Revirement de jurisprudence quant au point de départ du délai de prescription dans le cas d’une action en paiement au titre d’un crédit immobilier consenti par un professionnel à un consommateur.
On se souvient que par un arrêt du 10 juillet 2014 (n° 13-15.511), la première chambre civile de la Cour de cassation a jugé que la prescription biennale de l’article L.137-2 du Code de la consommation courait, sur le fondement de l’article 2224 du Code civil, à compter du « jour où le titulaire du droit a connu ou aurait dû connaître les faits lui permettant d’exercer l’action concernée, soit, dans le cas d’une action en paiement au titre d’un crédit immobilier consenti par un professionnel à un consommateur, à la date du premier incident de paiement non régularisé ».
* * *
CONSIGNES:
(a) D'après l'extrait sur la prescription, quelle chambre de la Cour de cassation a rendu l'arrêt du 10 juillet 2014 ?
(b) Résumez l'extrait sur la prescription en deux phrases.
(c) Poursuivez l'extrait sur la prescription à partir de sa dernière phrase.
Les données ne sont pas nécessaires pour ce travail.

LIGNES ENREGISTRÉES:
* * *
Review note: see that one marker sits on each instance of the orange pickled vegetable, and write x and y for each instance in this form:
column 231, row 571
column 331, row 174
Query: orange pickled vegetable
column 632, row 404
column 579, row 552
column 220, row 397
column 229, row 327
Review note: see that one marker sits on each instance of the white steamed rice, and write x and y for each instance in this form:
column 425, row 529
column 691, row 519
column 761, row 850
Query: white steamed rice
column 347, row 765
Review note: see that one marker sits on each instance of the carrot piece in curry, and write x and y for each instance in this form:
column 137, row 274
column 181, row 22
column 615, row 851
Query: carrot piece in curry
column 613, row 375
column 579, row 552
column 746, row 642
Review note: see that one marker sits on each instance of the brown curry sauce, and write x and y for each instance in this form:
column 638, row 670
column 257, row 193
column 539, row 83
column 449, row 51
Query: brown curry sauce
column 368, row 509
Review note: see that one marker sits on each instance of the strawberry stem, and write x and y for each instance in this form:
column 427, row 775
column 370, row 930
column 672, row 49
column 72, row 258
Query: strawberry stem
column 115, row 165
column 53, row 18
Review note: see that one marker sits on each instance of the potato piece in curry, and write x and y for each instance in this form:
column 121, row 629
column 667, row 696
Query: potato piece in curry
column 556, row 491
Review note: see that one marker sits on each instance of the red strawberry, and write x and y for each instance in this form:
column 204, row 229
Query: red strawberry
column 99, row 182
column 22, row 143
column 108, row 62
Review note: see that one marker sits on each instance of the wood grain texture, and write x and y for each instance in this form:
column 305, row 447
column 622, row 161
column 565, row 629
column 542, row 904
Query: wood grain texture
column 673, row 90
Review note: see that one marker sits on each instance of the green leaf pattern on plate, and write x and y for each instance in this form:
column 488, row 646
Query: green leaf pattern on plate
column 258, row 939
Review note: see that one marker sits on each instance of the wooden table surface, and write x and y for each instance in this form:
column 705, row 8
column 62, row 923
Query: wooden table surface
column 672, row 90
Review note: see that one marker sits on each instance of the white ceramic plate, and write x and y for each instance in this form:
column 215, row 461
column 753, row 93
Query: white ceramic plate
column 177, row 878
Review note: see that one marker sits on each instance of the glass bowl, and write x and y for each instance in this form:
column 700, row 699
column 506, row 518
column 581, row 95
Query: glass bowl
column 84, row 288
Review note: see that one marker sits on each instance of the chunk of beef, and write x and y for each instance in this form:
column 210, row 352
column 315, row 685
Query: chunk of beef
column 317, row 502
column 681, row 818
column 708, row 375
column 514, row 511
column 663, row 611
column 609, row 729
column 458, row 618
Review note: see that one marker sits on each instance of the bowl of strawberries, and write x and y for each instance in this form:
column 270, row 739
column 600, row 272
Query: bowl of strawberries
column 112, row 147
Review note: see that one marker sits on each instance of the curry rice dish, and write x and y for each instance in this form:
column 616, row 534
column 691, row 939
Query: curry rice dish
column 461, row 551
* * *
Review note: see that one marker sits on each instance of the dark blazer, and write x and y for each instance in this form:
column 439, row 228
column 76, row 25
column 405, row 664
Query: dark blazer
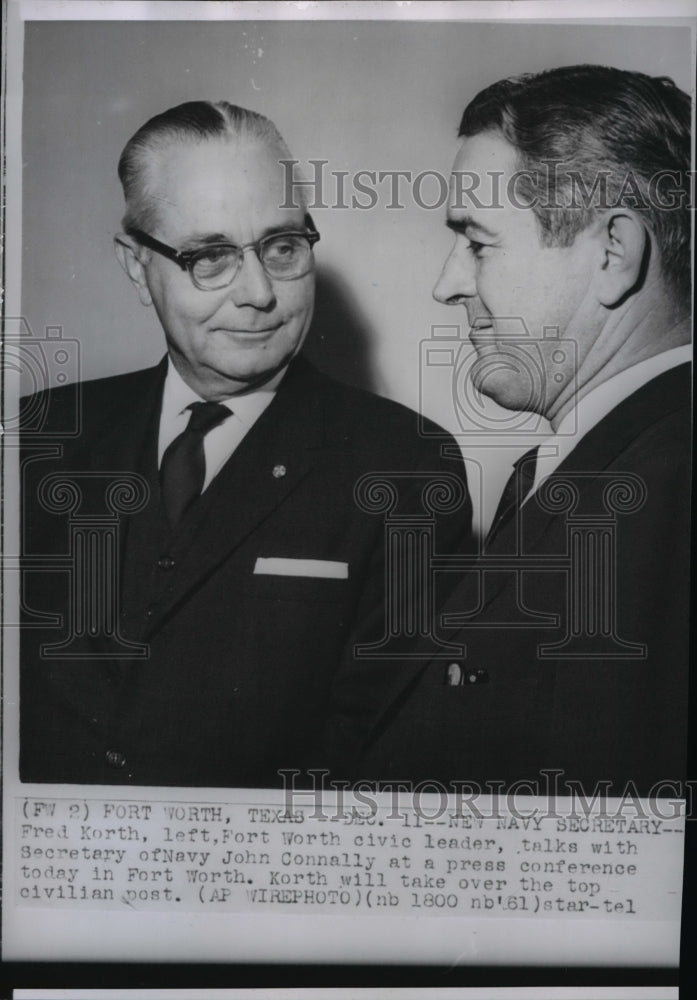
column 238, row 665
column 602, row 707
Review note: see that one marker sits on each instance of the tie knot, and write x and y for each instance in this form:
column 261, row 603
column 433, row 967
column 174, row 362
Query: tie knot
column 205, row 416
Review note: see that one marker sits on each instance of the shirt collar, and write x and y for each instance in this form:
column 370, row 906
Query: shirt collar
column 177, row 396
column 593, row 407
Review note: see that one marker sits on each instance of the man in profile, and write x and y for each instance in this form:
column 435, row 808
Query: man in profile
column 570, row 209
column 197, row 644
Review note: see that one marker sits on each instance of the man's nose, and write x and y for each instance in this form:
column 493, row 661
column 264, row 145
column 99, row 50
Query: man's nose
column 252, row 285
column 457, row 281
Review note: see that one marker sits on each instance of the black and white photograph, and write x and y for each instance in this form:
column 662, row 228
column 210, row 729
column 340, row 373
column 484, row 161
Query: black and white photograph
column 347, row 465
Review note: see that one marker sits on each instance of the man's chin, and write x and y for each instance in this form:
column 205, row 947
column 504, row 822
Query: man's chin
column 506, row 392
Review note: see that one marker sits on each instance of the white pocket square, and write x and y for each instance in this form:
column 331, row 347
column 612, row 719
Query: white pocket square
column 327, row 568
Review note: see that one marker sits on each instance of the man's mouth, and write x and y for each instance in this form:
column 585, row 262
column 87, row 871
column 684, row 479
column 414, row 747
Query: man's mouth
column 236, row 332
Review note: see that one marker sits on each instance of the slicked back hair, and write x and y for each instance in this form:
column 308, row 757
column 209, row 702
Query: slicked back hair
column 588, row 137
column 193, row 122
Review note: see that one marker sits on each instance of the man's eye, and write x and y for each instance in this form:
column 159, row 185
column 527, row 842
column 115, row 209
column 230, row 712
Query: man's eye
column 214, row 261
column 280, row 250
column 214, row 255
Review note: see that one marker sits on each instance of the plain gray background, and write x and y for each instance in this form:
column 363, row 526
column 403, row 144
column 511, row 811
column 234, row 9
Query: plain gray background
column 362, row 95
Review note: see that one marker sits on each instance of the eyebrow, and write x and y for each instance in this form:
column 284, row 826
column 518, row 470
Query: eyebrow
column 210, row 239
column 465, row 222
* * *
RÉPONSES PAR CONSIGNE:
(a) La première chambre civile.

(b) L'extrait annonce un revirement de jurisprudence sur le point de départ du délai de prescription de l'action en paiement d'un crédit immobilier consenti par un professionnel à un consommateur. Il rappelle que, par un arrêt du 10 juillet 2014, la première chambre civile de la Cour de cassation avait fait courir la prescription biennale de l'article L.137-2 du Code de la consommation à compter de la date du premier incident de paiement non régularisé.

(c)
Cette décision occultait complètement les dispositions de l’article 2233 du Code civil qui prévoient qu’à l’égard des créances à terme, la prescription ne court qu’à compter du terme. « Ainsi, la jurisprudence ancienne aboutissait à une extinction totale d’une créance dont une fraction seulement était arrivée à terme. Le banquier pouvait ainsi voir ses droits se prescrire sans même avoir prononcé la déchéance du terme du capital restant dû » (F.Deat, Prescription du crédit immobilier : la Cour de cassation fait la girouette, Village de la justice, 24 février 2016 ; V. égal. A.-L. Becq, La récente solution, conforme au droit, du point de départ du délai de prescription de l’action en paiement au titre d’un crédit immobilier, Jurisactuubs, 23 février 2016).
C’est à l’encontre de cette solution que la première chambre civile a décidé, par 4 arrêts rendus le 11 février 2016 (n° 14-22.938 ; n° 14-28.383 ; 14-27.143 ; 14-29.539), « qu’à l’égard d’une dette payable par termes successifs, la prescription se divise comme la dette elle-même et court à l’égard de chacune de ses fractions à compter de son échéance ». Donc la prescription frappera les échéances au fur et à mesure « et le capital restant dû ne sera atteint par la prescription qu’à la condition que le prêteur en ait prononcé l’exigibilité anticipée et dans un délai de deux ans suivant ce terme provoqué » (F.Deat, préc.).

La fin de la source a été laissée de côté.